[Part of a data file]
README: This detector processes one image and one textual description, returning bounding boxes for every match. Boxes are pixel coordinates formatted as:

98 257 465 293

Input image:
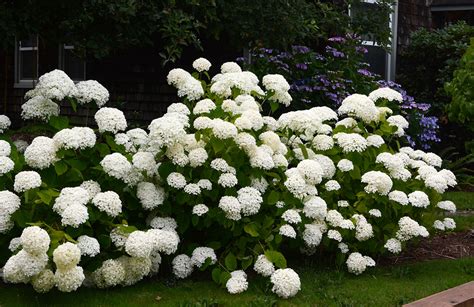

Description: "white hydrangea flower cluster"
0 114 12 133
13 171 42 193
94 108 127 134
369 87 403 103
53 187 90 228
24 136 58 169
53 127 96 150
3 226 50 290
75 80 109 108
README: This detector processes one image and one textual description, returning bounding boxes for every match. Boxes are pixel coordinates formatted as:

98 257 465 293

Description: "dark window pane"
21 36 38 47
19 50 38 80
364 46 387 79
64 49 85 80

### Exercise details:
Lay out the material above as a two-column Markdown table headed Row and Line, giving each non-blank line its own numbered row. Omit the pictures.

### Complete response:
| Row | Line |
|---|---|
| 1 | README: This detector processes one image and one textual description, returning bounding boxes for every match. Boxes are pixel coordinates formatted as: |
| 2 | 98 257 465 293 |
| 3 | Input image: |
| 4 | Description: "white hydrangea flower cluster" |
| 5 | 0 114 12 133 |
| 6 | 13 171 42 193 |
| 7 | 94 108 127 134 |
| 8 | 369 87 403 103 |
| 9 | 53 187 90 228 |
| 10 | 24 136 58 169 |
| 11 | 53 127 96 150 |
| 12 | 3 226 50 290 |
| 13 | 75 80 109 108 |
| 14 | README: This detector processes one image and one textual description, returning bounding boxes for every match. Boxes are pixel coordinates formatted as: |
| 15 | 98 257 465 293 |
| 16 | Description: "dark window pane" |
| 17 | 21 36 38 47 |
| 18 | 19 50 38 80 |
| 19 | 364 46 387 79 |
| 20 | 64 49 85 80 |